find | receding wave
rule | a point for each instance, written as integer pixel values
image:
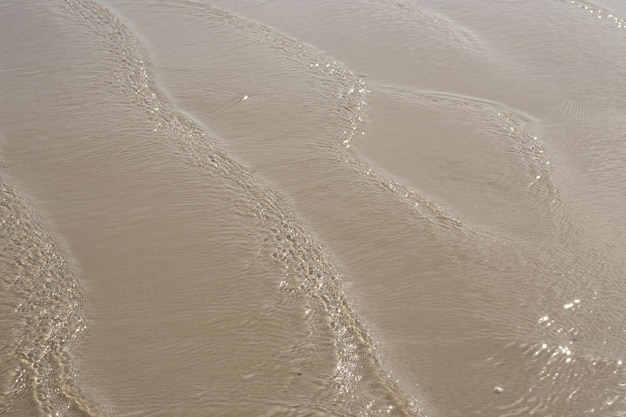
(42, 318)
(598, 13)
(360, 380)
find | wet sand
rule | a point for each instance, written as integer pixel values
(283, 208)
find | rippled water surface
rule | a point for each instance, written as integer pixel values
(292, 208)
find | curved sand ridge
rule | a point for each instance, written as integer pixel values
(360, 379)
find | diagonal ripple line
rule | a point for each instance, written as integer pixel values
(359, 379)
(43, 293)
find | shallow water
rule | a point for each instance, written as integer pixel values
(383, 207)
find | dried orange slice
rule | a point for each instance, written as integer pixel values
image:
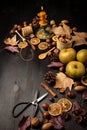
(55, 38)
(55, 109)
(65, 104)
(22, 45)
(43, 45)
(35, 41)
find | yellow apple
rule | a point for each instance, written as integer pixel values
(67, 55)
(75, 69)
(82, 56)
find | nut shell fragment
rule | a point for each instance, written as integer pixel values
(79, 88)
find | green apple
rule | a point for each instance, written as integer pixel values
(82, 56)
(75, 69)
(67, 55)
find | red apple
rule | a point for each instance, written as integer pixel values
(82, 56)
(67, 55)
(75, 69)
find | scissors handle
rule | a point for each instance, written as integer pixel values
(19, 104)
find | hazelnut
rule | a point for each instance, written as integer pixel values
(71, 94)
(46, 114)
(61, 69)
(47, 126)
(45, 106)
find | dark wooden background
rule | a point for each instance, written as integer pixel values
(28, 75)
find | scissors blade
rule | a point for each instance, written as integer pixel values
(42, 97)
(36, 95)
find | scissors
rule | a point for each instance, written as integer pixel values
(34, 102)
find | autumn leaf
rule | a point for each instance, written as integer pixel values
(63, 82)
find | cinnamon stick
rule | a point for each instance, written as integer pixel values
(49, 89)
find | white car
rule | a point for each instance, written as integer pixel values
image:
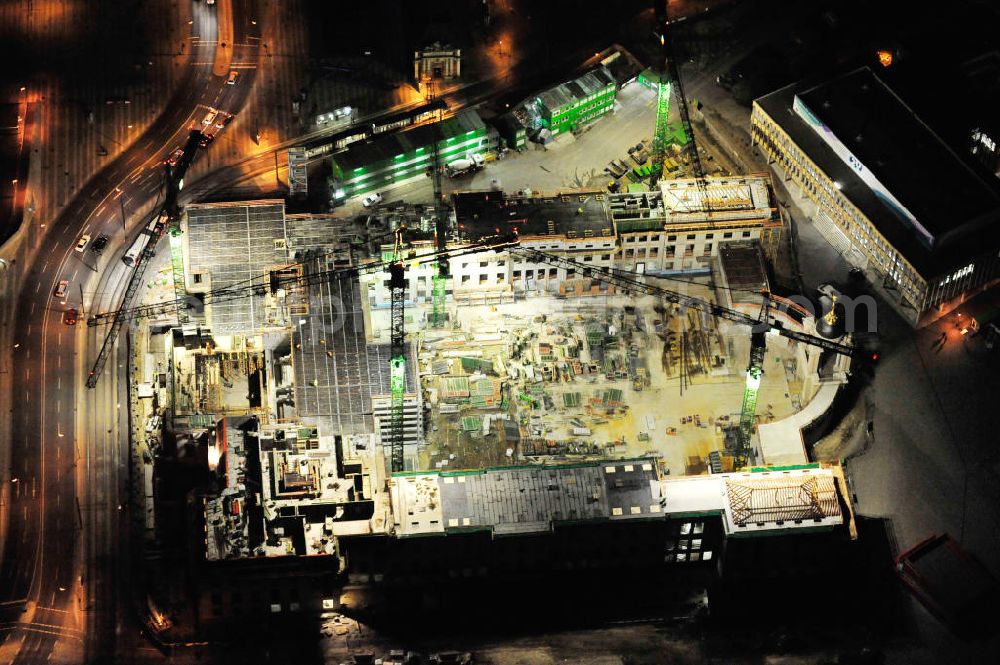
(209, 117)
(62, 288)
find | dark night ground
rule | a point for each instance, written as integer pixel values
(843, 596)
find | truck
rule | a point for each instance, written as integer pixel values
(141, 243)
(951, 584)
(470, 164)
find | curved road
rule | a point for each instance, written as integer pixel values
(59, 586)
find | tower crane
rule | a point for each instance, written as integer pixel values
(755, 367)
(167, 214)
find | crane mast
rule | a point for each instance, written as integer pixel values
(759, 326)
(670, 81)
(439, 282)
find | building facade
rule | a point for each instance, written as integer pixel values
(394, 158)
(437, 62)
(906, 228)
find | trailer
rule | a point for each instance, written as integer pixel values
(952, 585)
(474, 162)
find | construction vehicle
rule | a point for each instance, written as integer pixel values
(163, 216)
(951, 584)
(765, 323)
(288, 276)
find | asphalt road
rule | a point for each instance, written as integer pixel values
(61, 567)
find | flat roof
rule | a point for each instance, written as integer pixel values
(576, 214)
(743, 271)
(387, 146)
(857, 119)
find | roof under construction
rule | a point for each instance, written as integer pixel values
(387, 146)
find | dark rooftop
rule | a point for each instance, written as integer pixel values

**About this exercise**
Since the pictures are not wanted, transcribe the rest of the listing above exactly.

**Output below**
find | receding wave
rule | a point for each instance, written as integer pixel values
image:
(42, 318)
(598, 13)
(360, 380)
find | wet sand
rule | a point for each instance, written as integer pixel values
(283, 208)
find | rippled water surface
rule | a point for each instance, written as integer pixel values
(292, 208)
find | curved sand ridge
rule | a point for each instance, written as integer pixel values
(360, 379)
find | diagonal ripple line
rule | a point for each instance, written as integer pixel values
(359, 379)
(43, 293)
find | shallow water
rule | a point for each instance, written as integer pixel values
(383, 207)
find | dried orange slice
rule | a point for each instance, written as integer pixel values
image:
(55, 38)
(55, 109)
(65, 104)
(22, 45)
(43, 45)
(35, 41)
find | yellow apple
rule | a point for each instance, written as integer pixel values
(67, 55)
(75, 69)
(82, 56)
find | nut shell fragment
rule | a point for each instance, written as integer pixel values
(79, 88)
find | green apple
rule | a point for each instance, written as integer pixel values
(82, 56)
(75, 69)
(67, 55)
find | red apple
rule | a point for each instance, written as integer pixel values
(82, 56)
(67, 55)
(75, 69)
find | scissors handle
rule | a point for each instance, written as integer pixel values
(19, 104)
find | hazelnut
rule | a point for each instance, written as integer pixel values
(71, 94)
(46, 114)
(61, 69)
(47, 126)
(45, 106)
find | dark wooden background
rule | a point for each instance, written as integer pixel values
(28, 75)
find | scissors blade
rule | a point for each instance, written as integer pixel values
(42, 97)
(36, 95)
find | scissors
rule | a point for each instance, written as integer pixel values
(34, 102)
find | autumn leaf
rule | a point for each instance, written as integer pixel values
(63, 82)
find | cinnamon stick
rule | a point for each instance, written as integer pixel values
(49, 89)
find | white car
rule | a point for each instance, written as integer pixel values
image:
(209, 117)
(62, 288)
find | dark night ground
rule | a point for each instance, written as integer pixel values
(843, 596)
find | truck
rule | a point for each instance, written as integer pixel values
(141, 243)
(951, 584)
(470, 164)
find | curved road
rule | a point for each instance, written as integer pixel values
(59, 586)
find | tower crane
rule | a point for each instance, written as integer pixel values
(755, 367)
(167, 214)
find | crane mast
rule | a point for each instance, written as integer pixel values
(759, 326)
(670, 81)
(439, 282)
find | building facade
rule | a point for each instance, written as integer pixel values
(394, 158)
(437, 62)
(906, 228)
find | trailer
rule | a point for each instance, written as integer pixel values
(952, 585)
(474, 162)
find | construction vehicle
rule | a point for each instance, written as integer pixel values
(163, 216)
(951, 584)
(765, 323)
(288, 276)
find | asphalt road
rule | a point for each instance, written as integer pixel values
(61, 567)
find | flat roof
rule | a point for each instance, written as integer pixel values
(576, 214)
(743, 271)
(387, 146)
(857, 119)
find | roof under construction
rule | a point for each instance, written as integer pixel values
(387, 146)
find | dark rooftop
rule | a point for each instance, written as integer pixel values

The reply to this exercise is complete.